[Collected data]
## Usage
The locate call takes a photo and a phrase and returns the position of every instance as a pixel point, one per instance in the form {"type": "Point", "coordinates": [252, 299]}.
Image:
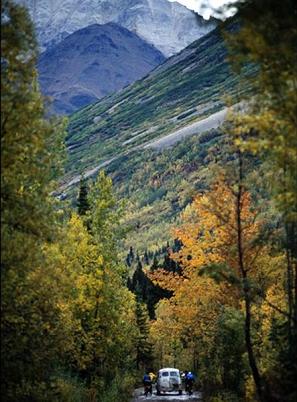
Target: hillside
{"type": "Point", "coordinates": [134, 135]}
{"type": "Point", "coordinates": [93, 62]}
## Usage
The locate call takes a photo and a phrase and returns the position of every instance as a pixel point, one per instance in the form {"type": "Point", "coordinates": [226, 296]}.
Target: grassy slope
{"type": "Point", "coordinates": [157, 185]}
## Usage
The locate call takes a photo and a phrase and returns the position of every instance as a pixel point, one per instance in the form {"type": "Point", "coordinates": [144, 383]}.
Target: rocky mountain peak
{"type": "Point", "coordinates": [168, 26]}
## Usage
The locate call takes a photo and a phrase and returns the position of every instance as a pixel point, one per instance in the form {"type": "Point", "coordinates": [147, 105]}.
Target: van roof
{"type": "Point", "coordinates": [169, 368]}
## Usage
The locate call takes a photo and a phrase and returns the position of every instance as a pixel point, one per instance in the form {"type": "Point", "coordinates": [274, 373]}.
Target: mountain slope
{"type": "Point", "coordinates": [157, 137]}
{"type": "Point", "coordinates": [186, 88]}
{"type": "Point", "coordinates": [168, 26]}
{"type": "Point", "coordinates": [93, 62]}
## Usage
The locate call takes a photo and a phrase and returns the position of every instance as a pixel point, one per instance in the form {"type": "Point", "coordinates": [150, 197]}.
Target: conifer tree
{"type": "Point", "coordinates": [144, 347]}
{"type": "Point", "coordinates": [82, 201]}
{"type": "Point", "coordinates": [30, 324]}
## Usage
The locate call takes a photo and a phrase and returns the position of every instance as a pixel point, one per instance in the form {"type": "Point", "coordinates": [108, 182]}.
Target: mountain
{"type": "Point", "coordinates": [168, 26]}
{"type": "Point", "coordinates": [93, 62]}
{"type": "Point", "coordinates": [155, 137]}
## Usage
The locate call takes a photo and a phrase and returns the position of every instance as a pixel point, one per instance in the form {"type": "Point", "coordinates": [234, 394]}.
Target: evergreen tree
{"type": "Point", "coordinates": [31, 330]}
{"type": "Point", "coordinates": [82, 201]}
{"type": "Point", "coordinates": [144, 347]}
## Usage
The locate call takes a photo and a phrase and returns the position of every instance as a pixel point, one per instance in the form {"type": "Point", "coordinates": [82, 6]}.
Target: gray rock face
{"type": "Point", "coordinates": [93, 62]}
{"type": "Point", "coordinates": [170, 27]}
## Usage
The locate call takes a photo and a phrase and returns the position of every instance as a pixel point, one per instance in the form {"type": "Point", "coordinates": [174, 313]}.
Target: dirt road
{"type": "Point", "coordinates": [139, 397]}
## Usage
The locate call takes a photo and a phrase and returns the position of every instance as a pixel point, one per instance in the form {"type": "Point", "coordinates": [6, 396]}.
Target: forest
{"type": "Point", "coordinates": [85, 309]}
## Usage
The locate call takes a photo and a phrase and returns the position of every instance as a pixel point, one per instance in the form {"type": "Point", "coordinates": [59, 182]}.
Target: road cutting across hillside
{"type": "Point", "coordinates": [140, 397]}
{"type": "Point", "coordinates": [213, 121]}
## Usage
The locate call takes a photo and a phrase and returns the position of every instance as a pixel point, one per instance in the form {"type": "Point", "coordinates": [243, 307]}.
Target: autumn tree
{"type": "Point", "coordinates": [267, 37]}
{"type": "Point", "coordinates": [31, 327]}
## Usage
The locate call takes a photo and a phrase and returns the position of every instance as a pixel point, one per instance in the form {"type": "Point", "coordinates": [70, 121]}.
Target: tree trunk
{"type": "Point", "coordinates": [246, 288]}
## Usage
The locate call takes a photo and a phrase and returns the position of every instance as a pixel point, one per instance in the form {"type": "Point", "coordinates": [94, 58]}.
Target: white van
{"type": "Point", "coordinates": [169, 381]}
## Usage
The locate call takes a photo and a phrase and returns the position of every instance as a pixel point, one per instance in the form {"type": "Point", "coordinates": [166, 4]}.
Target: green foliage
{"type": "Point", "coordinates": [32, 332]}
{"type": "Point", "coordinates": [65, 307]}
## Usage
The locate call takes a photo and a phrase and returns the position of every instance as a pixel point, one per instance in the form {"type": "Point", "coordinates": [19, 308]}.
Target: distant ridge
{"type": "Point", "coordinates": [93, 62]}
{"type": "Point", "coordinates": [169, 26]}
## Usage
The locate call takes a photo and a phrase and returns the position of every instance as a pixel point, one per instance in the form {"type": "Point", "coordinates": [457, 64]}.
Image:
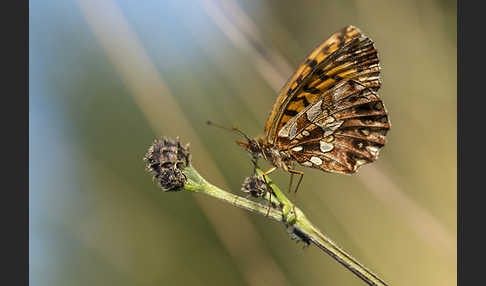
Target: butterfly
{"type": "Point", "coordinates": [328, 116]}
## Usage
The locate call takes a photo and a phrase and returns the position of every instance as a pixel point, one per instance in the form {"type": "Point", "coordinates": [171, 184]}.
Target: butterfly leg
{"type": "Point", "coordinates": [292, 172]}
{"type": "Point", "coordinates": [255, 165]}
{"type": "Point", "coordinates": [266, 183]}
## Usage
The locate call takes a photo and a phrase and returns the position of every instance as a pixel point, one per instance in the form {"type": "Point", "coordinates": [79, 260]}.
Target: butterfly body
{"type": "Point", "coordinates": [328, 116]}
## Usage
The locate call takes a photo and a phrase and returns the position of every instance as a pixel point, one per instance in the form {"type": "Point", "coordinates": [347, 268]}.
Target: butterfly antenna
{"type": "Point", "coordinates": [232, 129]}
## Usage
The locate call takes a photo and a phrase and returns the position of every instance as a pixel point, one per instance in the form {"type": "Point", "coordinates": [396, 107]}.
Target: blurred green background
{"type": "Point", "coordinates": [108, 77]}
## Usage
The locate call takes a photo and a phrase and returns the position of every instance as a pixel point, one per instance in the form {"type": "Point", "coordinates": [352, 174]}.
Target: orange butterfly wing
{"type": "Point", "coordinates": [320, 72]}
{"type": "Point", "coordinates": [328, 116]}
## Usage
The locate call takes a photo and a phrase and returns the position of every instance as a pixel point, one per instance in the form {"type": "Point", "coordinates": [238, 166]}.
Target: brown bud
{"type": "Point", "coordinates": [165, 160]}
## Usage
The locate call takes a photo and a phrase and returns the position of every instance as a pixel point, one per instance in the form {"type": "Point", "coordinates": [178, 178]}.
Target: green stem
{"type": "Point", "coordinates": [196, 183]}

WHAT YOU SHOULD DO
Do not include images; quote all of the entries above exactly.

WRITTEN ANSWER
## Usage
The locate call takes a photo and a phrase and returns the position of every instance as a pixel point, one per instance in the form {"type": "Point", "coordinates": [252, 299]}.
Image:
Target: hillside
{"type": "Point", "coordinates": [134, 135]}
{"type": "Point", "coordinates": [93, 62]}
## Usage
The locate call takes a photo and a phrase and returns the position of every instance as a pixel point, one per instance in the form {"type": "Point", "coordinates": [226, 296]}.
Target: grassy slope
{"type": "Point", "coordinates": [157, 185]}
## Usage
The locate call takes a photo and a phrase and returns the position of every instance as a pixel point, one per instance in the form {"type": "Point", "coordinates": [144, 383]}.
Target: rocky mountain peak
{"type": "Point", "coordinates": [168, 26]}
## Usage
The locate call takes a photo and a phrase and returns the position of every instance as a pixel point, one per instance in the form {"type": "Point", "coordinates": [147, 105]}.
Target: van roof
{"type": "Point", "coordinates": [169, 368]}
## Usage
The locate call takes a photo and a phrase and returns the position of every instance as a pixel point, one per instance in the form {"type": "Point", "coordinates": [274, 373]}.
Target: mountain slope
{"type": "Point", "coordinates": [157, 137]}
{"type": "Point", "coordinates": [186, 88]}
{"type": "Point", "coordinates": [168, 26]}
{"type": "Point", "coordinates": [93, 62]}
## Usage
The locate call takes a photo and a phrase and returns the position of every instance as a pixel point, one per instance in the form {"type": "Point", "coordinates": [150, 197]}.
Target: conifer tree
{"type": "Point", "coordinates": [144, 347]}
{"type": "Point", "coordinates": [82, 201]}
{"type": "Point", "coordinates": [30, 324]}
## Usage
The locate call takes a photo and a phrase and returns the position of every instance as a pixel point, one per instance in the form {"type": "Point", "coordinates": [108, 182]}.
Target: mountain
{"type": "Point", "coordinates": [168, 26]}
{"type": "Point", "coordinates": [93, 62]}
{"type": "Point", "coordinates": [155, 137]}
## Usage
The locate call takes a photo and a phrase and returns the position of every instance as a pixel point, one per instance in the form {"type": "Point", "coordinates": [234, 394]}.
Target: evergreen tree
{"type": "Point", "coordinates": [31, 330]}
{"type": "Point", "coordinates": [82, 201]}
{"type": "Point", "coordinates": [144, 347]}
## Usage
The locate call takes a photo and a phrase and returns the position of every instance as a pixel point, one per instance in the form {"type": "Point", "coordinates": [82, 6]}.
Target: gray rock face
{"type": "Point", "coordinates": [93, 62]}
{"type": "Point", "coordinates": [170, 27]}
## Usage
The locate call takes a photo and a phrase and returns the position of every instance as a pixel point, one per instance in the form {"type": "Point", "coordinates": [174, 313]}.
Target: dirt road
{"type": "Point", "coordinates": [139, 397]}
## Usage
The locate call takes a photo and a phrase and returns the position of every instance as a pixel point, one per instance in the form {"type": "Point", "coordinates": [6, 396]}.
Target: forest
{"type": "Point", "coordinates": [85, 309]}
## Usage
The locate call takes a photo and a phrase and returns the position of every instance as a pixel point, one per instance in the form {"type": "Point", "coordinates": [59, 182]}.
Target: road cutting across hillside
{"type": "Point", "coordinates": [140, 397]}
{"type": "Point", "coordinates": [213, 121]}
## Usage
The locate call takes a photo and a phrase and returns the position of every instance as a pixel point, one per instance in the form {"type": "Point", "coordinates": [243, 307]}.
Target: autumn tree
{"type": "Point", "coordinates": [267, 37]}
{"type": "Point", "coordinates": [31, 327]}
## Usage
The locate call takes a photo and a phrase and returns the position of every instance as a pixel point, one per instance in the form {"type": "Point", "coordinates": [70, 121]}.
Target: tree trunk
{"type": "Point", "coordinates": [246, 288]}
## Usage
The locate call takes a photo and a phrase and returns the position of every instance as a pixel point, one per instance in the form {"type": "Point", "coordinates": [94, 58]}.
Target: white van
{"type": "Point", "coordinates": [169, 381]}
## Usage
The locate call takes a photo and a phrase and returns the position of every instance as a pixel point, one per instance in the form {"type": "Point", "coordinates": [166, 4]}.
Target: green foliage
{"type": "Point", "coordinates": [32, 332]}
{"type": "Point", "coordinates": [65, 307]}
## Usage
The locate call takes a photo and a phrase and returns the position of every instance as a pixel point, one per instance in the form {"type": "Point", "coordinates": [19, 308]}.
Target: distant ridge
{"type": "Point", "coordinates": [93, 62]}
{"type": "Point", "coordinates": [169, 26]}
## Usage
The locate call takes a photo and a phrase and returns the position of every instance as a pixel point, one per instance in the form {"type": "Point", "coordinates": [457, 64]}.
Image:
Target: butterfly
{"type": "Point", "coordinates": [328, 116]}
## Usage
The locate call takes a photo and a phrase and returns the position of every instance as a pixel point, one per instance in the form {"type": "Point", "coordinates": [171, 184]}.
Target: butterfly leg
{"type": "Point", "coordinates": [292, 172]}
{"type": "Point", "coordinates": [255, 165]}
{"type": "Point", "coordinates": [266, 183]}
## Usage
The locate call takes a photo and a phrase and returns the position of every instance as a pixel point, one per instance in the form {"type": "Point", "coordinates": [79, 260]}.
Target: butterfly body
{"type": "Point", "coordinates": [328, 116]}
## Usage
The locate call takes a photo and a phrase and returns the position of every instance as a pixel point, one per instance in the form {"type": "Point", "coordinates": [347, 268]}.
Target: butterfly antenna
{"type": "Point", "coordinates": [232, 129]}
## Usage
The locate call takes a photo and a phrase and returns the position of every instance as a pixel point, one per instance in the form {"type": "Point", "coordinates": [396, 107]}.
Target: blurred green background
{"type": "Point", "coordinates": [108, 77]}
## Usage
The locate call takes a photo and a phrase and returns the position of every instance as a pixel point, one per instance in the form {"type": "Point", "coordinates": [352, 174]}.
Target: orange butterfly wing
{"type": "Point", "coordinates": [320, 72]}
{"type": "Point", "coordinates": [328, 116]}
## Usage
The locate call takes a photo and a phrase and returns the position of every instance as a pixel point, one per instance in the form {"type": "Point", "coordinates": [238, 166]}.
Target: brown bud
{"type": "Point", "coordinates": [165, 160]}
## Usage
The locate call takes a photo and a phrase and returns the position of every instance as a pixel point, one per instance in the form {"type": "Point", "coordinates": [178, 178]}.
Target: green stem
{"type": "Point", "coordinates": [196, 183]}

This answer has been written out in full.